The tasks:
A: Copy the stretch from "If you are not" through "of management’s time." in the passage on European non-deal road shows, word for word.
B: Summarize the passage on European non-deal road shows in two sentences.
C: Carry the passage on European non-deal road shows forward from its last sentence.

Given text:
Over the years, clients of mine who have been covered by Jefferies research have tended to be invited to “Jefferies London” as a matter of course (in addition to the Jefferies’ Global Healthcare Conference held in New York each June).

European Non-Deal Road Shows

If you are not banked by Jefferies, another option for fulfilling your European market requirements could be a non-deal road show (NDR) but be warned that this is time inefficient as it involves making consecutive day trips to Geneva, Amsterdam, Zurich, London etc., since travel requires going to their offices rather than meeting them at a conference hotel.

In my experience the best banks for organizing European NDRs have typically been TD Cowen and UBS – though the latter seems to be more focused on its private wealth/bank network than on institutional meetings.

Also worth consideration would be a virtual non-deal roadshow via Zoom or Teams, perhaps organized by one of the two banks I mentioned, which could be spread out over a number of U.S. mornings given the time difference and be a much more efficient use of management’s time.

Sometimes, a CEO or CFO will ask, “Should we tag on a European non-deal road show to our attendance at Jefferies London?”

My answer is typically, “No.”

Source data:
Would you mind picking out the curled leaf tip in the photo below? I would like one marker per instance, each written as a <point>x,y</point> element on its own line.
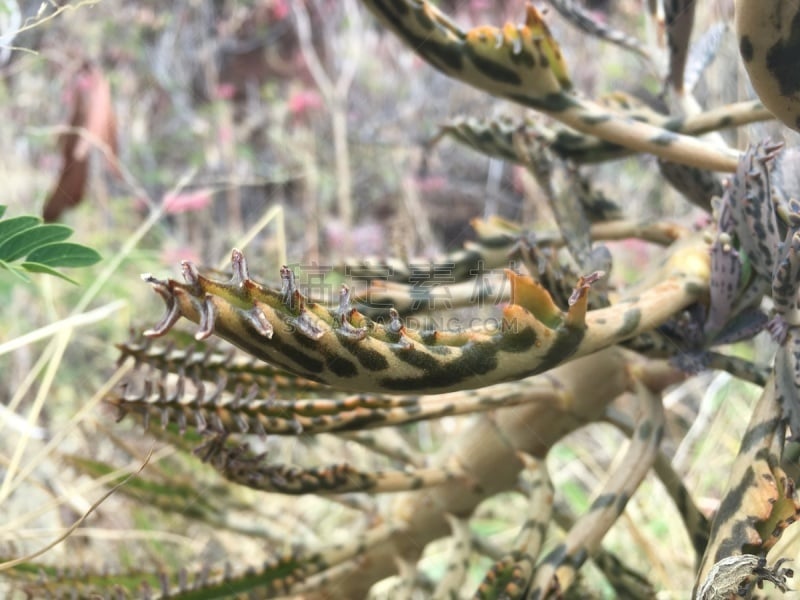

Results for each task:
A:
If you are not banked by Jefferies, another option for fulfilling your European market requirements could be a non-deal road show (NDR) but be warned that this is time inefficient as it involves making consecutive day trips to Geneva, Amsterdam, Zurich, London etc., since travel requires going to their offices rather than meeting them at a conference hotel.

In my experience the best banks for organizing European NDRs have typically been TD Cowen and UBS – though the latter seems to be more focused on its private wealth/bank network than on institutional meetings.

Also worth consideration would be a virtual non-deal roadshow via Zoom or Teams, perhaps organized by one of the two banks I mentioned, which could be spread out over a number of U.S. mornings given the time difference and be a much more efficient use of management’s time.

B: Companies not banked by Jefferies could meet European market requirements with a non-deal road show, but it is time inefficient because it means consecutive day trips to investors' offices in cities such as Geneva, Amsterdam, Zurich and London, and TD Cowen and UBS have typically been the best banks for organizing one. A virtual road show via Zoom or Teams, spread over U.S. mornings, could make much more efficient use of management's time, and the usual answer to adding a European road show to Jefferies London attendance is "No."

C:
In my opinion, U.S. biotechs should avoid cannibalizing their 1:1s at Jefferies London (which is far more convenient for their company) by offering 1:1s in the European institutional investor’s home country and city.

Also, if you’re attending Jefferies London, remember that you don’t need to stay for the whole conference. Think about restricting your 1:1 availability to the day you present (or your arrival day and the day you present) to make the most efficient use of your time.

Lastly, in answer to the second question posed in the title, U.S. biotechs without a funding history that includes material participation from Asia should spend even less time marketing there than in Europe. Again, the biggest Asian accounts have stateside arms to invest in the U.S. biotechnology market and as such are treated like locals.